- DAFTAR TUGAS:
• A. Sebutkan semua nama pendiri band Mudano yang tercantum dalam teks tentang band Mudano.
• B. Jawablah pertanyaan berikut berdasarkan teks tentang band Mudano.
(i) Sejak kapan Deni mulai tertarik belajar musik?
(ii) Di daerah mana festival musik tahun 2009 itu diadakan?
(iii) Berapa grup band yang terdaftar dalam festival tersebut?
• C. Ketik ulang bagian teks tentang band Mudano dari "Mudano, Band Tunanetra" sampai "oleh temannya tersebut.".

- TEKS BACAAN:
══════════════════════════════
Mudano, Band Tunanetra Bisa Berprestasi

Deni Mulyadi dan keluargaJakarta, Kartunet – Bicara tentang pencinta musik di kalangan tunanetra, mungkin Deni Mulyadi adalah salah satunya. Terlahir ke dunia 38 tahun yang lalu, rupanya membuat Deni cukup lama mengenal musik.

Ketertarikannya belajar musik di mulai sejak ia duduk di bangku SMP. Layaknya remaja seusianya, tak jarang ia berkumpul dengan teman-teman sebayanya sesama tunanetra yang ternyata telah pandai bermain gitar. Penasaran, Deni akhirnya berinisiatif untuk minta diajarkan oleh temannya tersebut.

Sebagai tunanetra, terkadang suami dari Istiqomah ini merasa kesulitan untuk menyesuaikan jari-jarinya pada kunci-kunci gitar. Jika seorang berpengelihatan normal menghafal kunci-kunci tersebut dengan melihat gambar, maka Deni mencatatnya dalam bentuk kalimat dengan huruf Braille. Dengan semangat belajar dan latihan keras, membuat Ayah dari satu orang putri ini kini mampu menguasai alat musik, bukan hanya gitar, tetapi juga bass dan keyboard. Ia mengaku tidak terlalu mahir untuk alat musik yang terakhir, namun agaknya cukup luar biasa jika seorang tunanetra mampu menguasai lebih dari satu macam alat musik, karena toh kenyataanya kemampuan bermusik seperti ini tidak dimiliki oleh semua orang, bahkan orang berfisik normal sekali pun.

Kegemarannya bermusik tak hanya berhenti sampai tahap belajar saja. Suatu ketika, Deni bergabung di sebuah paguyuban sunda tunanetra. Di sana, pria kelahiran Bogor ini bertemu dengan beberapa teman sesama tunanetra yang ternyata juga memiliki minat yang sama terhadap musik. Persahabatan terjalin di antara mereka, hingga mereka saling mengetahui talenta masing-masing di bidang musik. Kemudian, pada tahun 2009, Deni dan kelima temannya mendengar kabar bahwa akan diadakan sebuah festival musik di daerah Blok M, Jakarta. Festival inilah yang akhirnya membangkitkan semangat bermusik keenam tunanetra tersebut untuk bersatu, membentuk sebuah grup band demi menaklukan festival tersebut.

Mudano, demikianlah nama band tersebut. Band yang beranggotakan enam orang tunanetra ini, diberi nama berdasarkan inisial nama pendirinya, yaitu Manto, Ucup, Deni, Asep, Nanang, dan Oyo. Akhirnya, Mudano resmi terbentuk, dan debut pertama mereka dimulai pada festival musik bertajuk “Festival Lagu Betawi” tahun 2009.

Sebagai band yang baru pertama kali tampil di atas panggung, tentu rasa was-was dan khawatir tentang bagaimana penampilan band mereka, sempat menyelimuti Deni dan kelima rekannya. Namun ternyata, kegelisahan itu tidak terbukti. Dari 45 grup band yang terdaftar dalam festival, hanya Mudano yang merupakan band tunanetra. Sungguh tak disangka mereka berhasil masuk ke peringkat 10 besar, bahkan keluar sebagai Juara Harapan I.
══════════════════════════════
- DATA MENTAH:

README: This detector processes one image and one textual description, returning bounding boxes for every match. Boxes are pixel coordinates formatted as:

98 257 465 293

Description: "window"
══════════════════════════════
- HASIL PENGERJAAN:
• A. Pendiri band Mudano adalah Manto, Ucup, Deni, Asep, Nanang, dan Oyo.

• B.
(i) Deni mulai tertarik belajar musik sejak ia duduk di bangku SMP.
(ii) Festival musik itu diadakan di daerah Blok M, Jakarta.
(iii) Ada 45 grup band yang terdaftar dalam festival tersebut.

• C.
Mudano, Band Tunanetra Bisa Berprestasi

Deni Mulyadi dan keluargaJakarta, Kartunet – Bicara tentang pencinta musik di kalangan tunanetra, mungkin Deni Mulyadi adalah salah satunya. Terlahir ke dunia 38 tahun yang lalu, rupanya membuat Deni cukup lama mengenal musik.

Ketertarikannya belajar musik di mulai sejak ia duduk di bangku SMP. Layaknya remaja seusianya, tak jarang ia berkumpul dengan teman-teman sebayanya sesama tunanetra yang ternyata telah pandai bermain gitar. Penasaran, Deni akhirnya berinisiatif untuk minta diajarkan oleh temannya tersebut.